Fed Cuts 50bp, Opening the Door to ZIRP Last Updated 10/29/2008 5:18:54 PM EST (GMT +5)

TODAY’S BIGGEST PERCENTAGE MOVERS

USD/CAD ( -477 pips or -3.79%)

GBP/USD ( +382 pips or +2.38%)

AUD/USD ( +163 pips or +2.50%)

THE STORIES IN THE CURRENCY MARKET

  • USD: FED CUTS 50BP, OPENING THE DOOR TO ZIRP
  • EUR: EURO SUSTAINS RALLY AGAINST DOLLAR
  • GBP: BRITISH POUND CONTINUES RALLY AFTER YESTERDAY’S 500 PIP GAIN
  • CAD: OIL UP MORE THAN 7.0%
  • AUD: HAS RBA INTERVENTION PRODUCED INTENDED RESULTS?
  • NZD: AWAITING BUSINESS CONFIDENCE REPORT
  • JPY: WILL BOJ CUT INTEREST RATES?

**OBJECTIVE 1**
Collect every line of the rows below that contains the string "waterfall". Case counts.

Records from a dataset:
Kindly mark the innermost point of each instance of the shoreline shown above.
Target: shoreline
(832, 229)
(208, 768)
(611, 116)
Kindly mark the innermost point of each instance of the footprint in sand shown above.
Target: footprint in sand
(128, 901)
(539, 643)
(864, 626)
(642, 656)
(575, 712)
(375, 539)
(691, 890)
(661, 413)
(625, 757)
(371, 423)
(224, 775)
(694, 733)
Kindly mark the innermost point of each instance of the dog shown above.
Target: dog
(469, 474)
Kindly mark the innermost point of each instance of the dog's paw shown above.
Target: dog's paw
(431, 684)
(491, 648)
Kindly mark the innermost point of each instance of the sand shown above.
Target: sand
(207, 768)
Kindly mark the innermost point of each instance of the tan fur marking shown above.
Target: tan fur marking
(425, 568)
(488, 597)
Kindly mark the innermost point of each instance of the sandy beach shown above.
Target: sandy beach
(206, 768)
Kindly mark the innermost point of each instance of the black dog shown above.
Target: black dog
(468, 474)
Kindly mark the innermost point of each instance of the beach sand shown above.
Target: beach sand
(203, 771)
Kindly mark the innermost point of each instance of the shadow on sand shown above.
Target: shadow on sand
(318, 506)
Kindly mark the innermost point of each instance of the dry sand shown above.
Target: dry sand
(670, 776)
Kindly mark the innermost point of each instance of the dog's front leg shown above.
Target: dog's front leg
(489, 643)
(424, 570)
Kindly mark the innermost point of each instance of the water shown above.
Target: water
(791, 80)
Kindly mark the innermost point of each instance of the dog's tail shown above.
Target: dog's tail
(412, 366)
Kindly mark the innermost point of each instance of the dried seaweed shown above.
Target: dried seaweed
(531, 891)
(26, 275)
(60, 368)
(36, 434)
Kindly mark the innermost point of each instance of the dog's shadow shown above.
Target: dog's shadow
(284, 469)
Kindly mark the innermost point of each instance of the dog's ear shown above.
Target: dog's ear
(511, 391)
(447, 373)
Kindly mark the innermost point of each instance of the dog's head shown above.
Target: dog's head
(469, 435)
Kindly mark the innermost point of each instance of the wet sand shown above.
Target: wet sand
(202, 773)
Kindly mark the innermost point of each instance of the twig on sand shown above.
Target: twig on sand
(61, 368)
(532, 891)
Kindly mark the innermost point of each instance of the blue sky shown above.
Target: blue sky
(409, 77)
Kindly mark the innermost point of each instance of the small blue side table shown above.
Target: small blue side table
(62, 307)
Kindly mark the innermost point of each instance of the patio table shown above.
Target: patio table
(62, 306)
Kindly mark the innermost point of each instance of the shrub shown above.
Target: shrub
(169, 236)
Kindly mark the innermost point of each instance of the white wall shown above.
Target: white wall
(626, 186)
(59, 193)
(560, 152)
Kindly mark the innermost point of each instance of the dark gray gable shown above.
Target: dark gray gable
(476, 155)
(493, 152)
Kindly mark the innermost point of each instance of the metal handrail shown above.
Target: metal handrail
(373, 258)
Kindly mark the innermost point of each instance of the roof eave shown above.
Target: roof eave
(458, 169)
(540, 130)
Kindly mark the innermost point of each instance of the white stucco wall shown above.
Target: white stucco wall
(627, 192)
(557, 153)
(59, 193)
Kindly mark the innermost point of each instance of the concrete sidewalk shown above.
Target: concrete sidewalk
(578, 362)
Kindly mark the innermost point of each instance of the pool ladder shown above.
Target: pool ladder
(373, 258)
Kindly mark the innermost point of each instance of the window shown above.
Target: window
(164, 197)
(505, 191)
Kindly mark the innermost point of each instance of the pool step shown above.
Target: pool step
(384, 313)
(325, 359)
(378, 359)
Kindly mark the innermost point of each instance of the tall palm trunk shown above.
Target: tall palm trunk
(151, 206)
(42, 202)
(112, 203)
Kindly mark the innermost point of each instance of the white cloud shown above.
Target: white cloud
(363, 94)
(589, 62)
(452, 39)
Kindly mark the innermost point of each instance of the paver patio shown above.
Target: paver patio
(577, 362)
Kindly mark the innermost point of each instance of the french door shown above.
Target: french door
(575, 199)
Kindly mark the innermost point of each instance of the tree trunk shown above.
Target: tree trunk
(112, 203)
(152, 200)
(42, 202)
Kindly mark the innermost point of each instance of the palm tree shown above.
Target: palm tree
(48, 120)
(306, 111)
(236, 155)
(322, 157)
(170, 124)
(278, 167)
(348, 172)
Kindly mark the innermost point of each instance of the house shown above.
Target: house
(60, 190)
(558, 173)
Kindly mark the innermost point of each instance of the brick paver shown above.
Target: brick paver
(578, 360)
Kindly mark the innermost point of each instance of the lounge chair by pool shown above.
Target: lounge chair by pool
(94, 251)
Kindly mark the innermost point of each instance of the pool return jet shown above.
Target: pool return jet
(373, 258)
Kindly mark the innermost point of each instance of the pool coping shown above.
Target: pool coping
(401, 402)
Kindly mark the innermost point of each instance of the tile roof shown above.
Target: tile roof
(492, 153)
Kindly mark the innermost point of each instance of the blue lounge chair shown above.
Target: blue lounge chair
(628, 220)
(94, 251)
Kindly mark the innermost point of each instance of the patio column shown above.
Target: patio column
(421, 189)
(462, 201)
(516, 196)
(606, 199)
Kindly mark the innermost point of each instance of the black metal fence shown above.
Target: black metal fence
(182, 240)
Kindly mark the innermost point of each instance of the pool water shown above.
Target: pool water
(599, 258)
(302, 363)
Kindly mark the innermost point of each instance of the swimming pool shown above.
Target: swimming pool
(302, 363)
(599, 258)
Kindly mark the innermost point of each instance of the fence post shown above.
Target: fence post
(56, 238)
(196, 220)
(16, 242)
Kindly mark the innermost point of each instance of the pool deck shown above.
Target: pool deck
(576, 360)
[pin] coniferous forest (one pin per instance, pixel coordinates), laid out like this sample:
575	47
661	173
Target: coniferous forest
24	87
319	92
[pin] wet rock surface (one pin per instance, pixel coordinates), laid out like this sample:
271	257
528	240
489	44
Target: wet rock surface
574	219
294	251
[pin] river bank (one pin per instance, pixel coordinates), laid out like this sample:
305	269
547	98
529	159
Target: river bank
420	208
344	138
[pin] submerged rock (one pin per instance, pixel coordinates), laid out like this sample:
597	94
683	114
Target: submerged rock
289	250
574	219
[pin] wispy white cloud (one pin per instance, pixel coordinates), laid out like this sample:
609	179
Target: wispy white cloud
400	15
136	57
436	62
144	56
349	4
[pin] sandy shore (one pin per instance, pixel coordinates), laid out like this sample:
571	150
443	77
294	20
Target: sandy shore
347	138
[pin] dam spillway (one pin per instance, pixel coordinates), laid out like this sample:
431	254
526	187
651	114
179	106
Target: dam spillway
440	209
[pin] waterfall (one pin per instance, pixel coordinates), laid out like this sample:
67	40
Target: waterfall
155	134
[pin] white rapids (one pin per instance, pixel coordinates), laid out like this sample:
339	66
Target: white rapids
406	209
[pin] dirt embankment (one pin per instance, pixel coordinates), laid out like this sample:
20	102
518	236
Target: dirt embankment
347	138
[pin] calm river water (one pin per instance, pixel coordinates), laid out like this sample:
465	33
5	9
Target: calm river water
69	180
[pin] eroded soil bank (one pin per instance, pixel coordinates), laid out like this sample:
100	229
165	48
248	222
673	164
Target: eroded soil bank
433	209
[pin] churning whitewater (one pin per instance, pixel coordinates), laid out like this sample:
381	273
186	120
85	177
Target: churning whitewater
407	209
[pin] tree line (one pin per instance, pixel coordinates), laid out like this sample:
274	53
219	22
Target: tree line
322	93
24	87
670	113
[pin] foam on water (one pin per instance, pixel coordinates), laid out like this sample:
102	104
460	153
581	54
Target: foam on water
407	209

* * *

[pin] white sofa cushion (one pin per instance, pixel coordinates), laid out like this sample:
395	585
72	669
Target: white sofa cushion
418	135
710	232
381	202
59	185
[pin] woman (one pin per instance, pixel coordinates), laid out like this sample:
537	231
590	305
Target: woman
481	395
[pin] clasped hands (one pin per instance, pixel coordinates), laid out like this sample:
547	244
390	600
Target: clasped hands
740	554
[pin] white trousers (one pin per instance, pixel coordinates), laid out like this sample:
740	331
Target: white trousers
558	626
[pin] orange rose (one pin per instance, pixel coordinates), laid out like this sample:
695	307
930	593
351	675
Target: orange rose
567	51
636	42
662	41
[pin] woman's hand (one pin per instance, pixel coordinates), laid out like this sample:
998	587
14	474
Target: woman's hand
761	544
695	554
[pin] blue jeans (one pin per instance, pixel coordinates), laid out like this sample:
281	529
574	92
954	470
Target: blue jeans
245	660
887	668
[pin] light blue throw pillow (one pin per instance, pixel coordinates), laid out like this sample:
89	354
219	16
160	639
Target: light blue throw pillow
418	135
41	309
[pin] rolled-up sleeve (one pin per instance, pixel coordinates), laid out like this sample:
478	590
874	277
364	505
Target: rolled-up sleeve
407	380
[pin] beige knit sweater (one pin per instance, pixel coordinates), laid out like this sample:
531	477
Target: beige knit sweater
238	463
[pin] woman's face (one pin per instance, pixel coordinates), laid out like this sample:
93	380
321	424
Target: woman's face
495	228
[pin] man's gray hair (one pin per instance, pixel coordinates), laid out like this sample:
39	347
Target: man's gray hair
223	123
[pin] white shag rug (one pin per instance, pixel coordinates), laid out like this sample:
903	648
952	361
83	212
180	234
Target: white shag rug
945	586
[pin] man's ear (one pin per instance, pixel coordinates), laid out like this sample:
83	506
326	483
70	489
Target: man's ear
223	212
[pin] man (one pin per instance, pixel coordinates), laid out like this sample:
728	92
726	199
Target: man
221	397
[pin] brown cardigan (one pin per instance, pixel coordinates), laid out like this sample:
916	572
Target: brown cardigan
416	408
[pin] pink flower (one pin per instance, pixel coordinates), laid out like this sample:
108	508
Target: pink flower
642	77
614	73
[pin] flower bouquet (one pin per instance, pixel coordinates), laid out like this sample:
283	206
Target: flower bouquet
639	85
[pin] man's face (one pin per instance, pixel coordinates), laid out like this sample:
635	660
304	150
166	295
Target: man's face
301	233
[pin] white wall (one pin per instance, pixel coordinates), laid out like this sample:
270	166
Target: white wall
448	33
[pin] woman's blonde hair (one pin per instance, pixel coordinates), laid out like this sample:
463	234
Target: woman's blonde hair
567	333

**OBJECTIVE 2**
Please edit the currency market report above between "THE STORIES IN" and "PRODUCED INTENDED RESULTS?", inclusive, and write that part out again with "RALLY" replaced by "SURGE".

**COMPLETE ANSWER 1**
[pin] waterfall (one pin per instance, pixel coordinates), laid out like this sample:
Target: waterfall

**COMPLETE ANSWER 2**
THE STORIES IN THE CURRENCY MARKET

  • USD: FED CUTS 50BP, OPENING THE DOOR TO ZIRP
  • EUR: EURO SUSTAINS SURGE AGAINST DOLLAR
  • GBP: BRITISH POUND CONTINUES SURGE AFTER YESTERDAY’S 500 PIP GAIN
  • CAD: OIL UP MORE THAN 7.0%
  • AUD: HAS RBA INTERVENTION PRODUCED INTENDED RESULTS?